### WHAT NEEDS TO BE DONE
Reproduce everything from the line containing "Can you spot the red" down to the line containing "x=110, y=64", both ends included, keeping each entry's wording unchanged but offsetting every x and y coordinate in the answers by adding 119. Leave out all lines outside that span.
-- begin AVAILABLE RECORDS --
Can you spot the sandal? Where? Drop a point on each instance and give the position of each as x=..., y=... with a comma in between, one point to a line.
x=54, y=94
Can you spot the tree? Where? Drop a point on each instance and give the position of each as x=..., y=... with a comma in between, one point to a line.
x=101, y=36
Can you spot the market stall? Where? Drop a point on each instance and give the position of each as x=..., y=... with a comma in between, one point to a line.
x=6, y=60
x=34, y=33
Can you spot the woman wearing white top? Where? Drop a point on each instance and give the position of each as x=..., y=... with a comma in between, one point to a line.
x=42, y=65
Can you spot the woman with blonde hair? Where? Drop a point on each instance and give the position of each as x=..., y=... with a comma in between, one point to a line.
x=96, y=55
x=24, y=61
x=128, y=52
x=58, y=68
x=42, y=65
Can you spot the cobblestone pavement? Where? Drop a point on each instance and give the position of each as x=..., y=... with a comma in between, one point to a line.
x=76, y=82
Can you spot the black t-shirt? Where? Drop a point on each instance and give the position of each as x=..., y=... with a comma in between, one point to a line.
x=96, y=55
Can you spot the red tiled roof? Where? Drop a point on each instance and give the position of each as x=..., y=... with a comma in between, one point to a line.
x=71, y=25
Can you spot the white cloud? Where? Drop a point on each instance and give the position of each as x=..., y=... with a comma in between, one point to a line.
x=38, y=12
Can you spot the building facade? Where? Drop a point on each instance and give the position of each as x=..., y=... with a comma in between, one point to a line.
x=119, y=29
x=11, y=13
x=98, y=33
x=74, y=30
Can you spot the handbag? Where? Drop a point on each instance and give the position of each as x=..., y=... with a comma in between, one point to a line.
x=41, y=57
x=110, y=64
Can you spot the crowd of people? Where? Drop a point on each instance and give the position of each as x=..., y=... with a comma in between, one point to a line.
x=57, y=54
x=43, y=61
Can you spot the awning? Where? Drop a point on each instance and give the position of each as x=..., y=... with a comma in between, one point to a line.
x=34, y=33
-- end AVAILABLE RECORDS --
### WRITTEN SOLUTION
Can you spot the red tiled roof? Where? Drop a point on each instance and give the position of each as x=..., y=... with a comma in between, one point to a line.
x=190, y=144
Can you spot the white cloud? Where? Drop a point on each instance and give the position of each as x=..., y=... with a comma in between, one point to a line.
x=157, y=131
Can you spot the building facade? Where? Drop a point on each instance and give the position of each as x=..., y=... with a comma in between, one point to a line.
x=238, y=148
x=130, y=132
x=217, y=152
x=193, y=149
Can you spot the handbag? Where? Drop a point on each instance and give the position of each as x=..., y=... with a comma in between, one point to a line.
x=160, y=176
x=229, y=183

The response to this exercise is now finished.